### READING PASSAGE
= = = = = = =

Need for speed: Best database solution - database

What I want to create is a huge index over an even bigger collection of data. The data is a huge collection of images (and I mean millions of photos!) and I want to build an index on all unique images.
So I calculate a hash value of every image and append this with the width, height and file size of the image. This would generate a very unique key for every image. This would be combined with the location of the image, or locations in case of duplicates.
Technically speaking, this would fit perfectly in a single database table. An unique index on file name, plus an additional non-unique index on hash-width-height-size would be enough. However, I could use an existing database system to solve this, or just write my own, optimized version. It will be a single-user application anyway and the main purpose is to detect when I add a duplicate image to the collection so it will warn me that I already have it in my collection and display the locations where the other copies are. I can then decide to still add the duplicate or to discard it.
I've written hash-table implementations before and it's not that difficult once you know what you have to be aware of. So I could just implement my own file format for this data. It's unlikely that I'll ever need to add more information to these images and I'm not interested in similar images, just exact images. I'm not storing the original images in this file either, just the hash, size and location.
From experience, I know this could run extremely fast. I've done it before and have been doing similar things for nearly three decades so it's likely that I will chose this solution.
But I do wonder... Doing the same with an existing database system like SQL Server, Oracle, Interbase or MySQL, would performance still be high enough? There would be about 750 TB of images indexed in this database, which roughly translates to around 30 million records in a single, small table. Is it even worth considering the use of a regular database?
I have doubts about the usability of a database for this project. The amount of data is huge, yet the structure is real simple. I don't need multi-user support or most other features that most databases provide. So I don't see a need for a database. But I'm interested in the opinions of other programmers about this. (Although I expect most will agree with me here.)

= = = = = = =

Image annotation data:
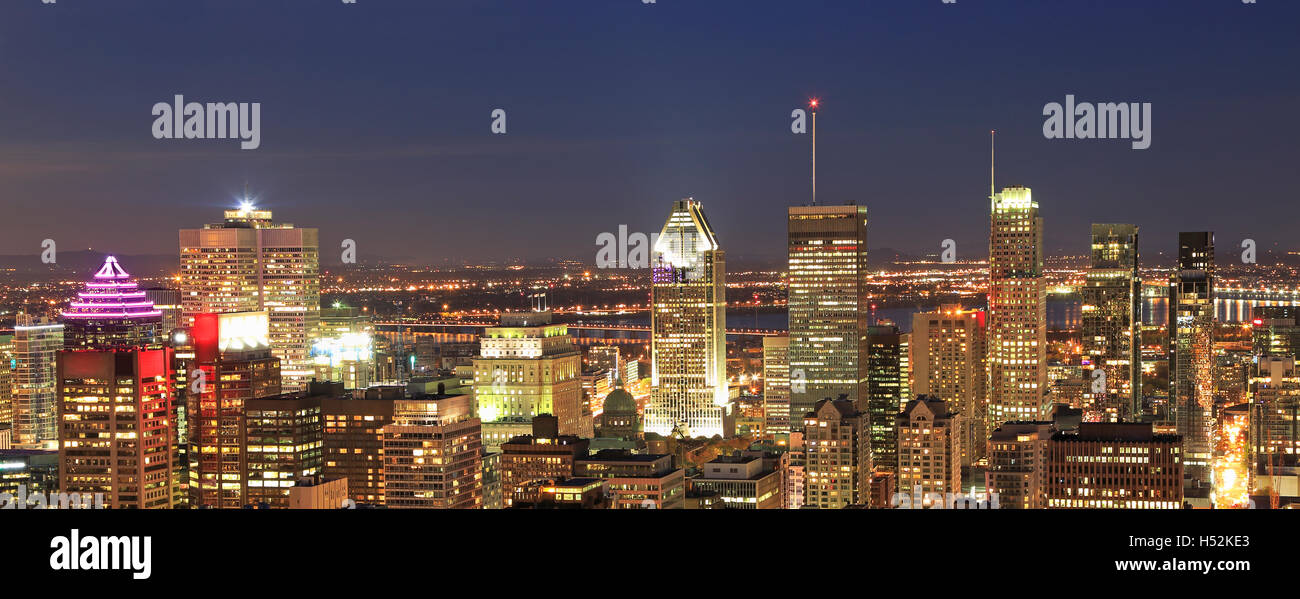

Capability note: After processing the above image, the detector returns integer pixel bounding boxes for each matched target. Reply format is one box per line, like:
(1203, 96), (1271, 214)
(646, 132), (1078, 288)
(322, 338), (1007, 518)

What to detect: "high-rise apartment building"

= = = = = = =

### GOAL
In the post on indexing millions of images, about how many records would the 750 TB of indexed images come to?

### PROBLEM SOLUTION
Around 30 million records in a single, small table.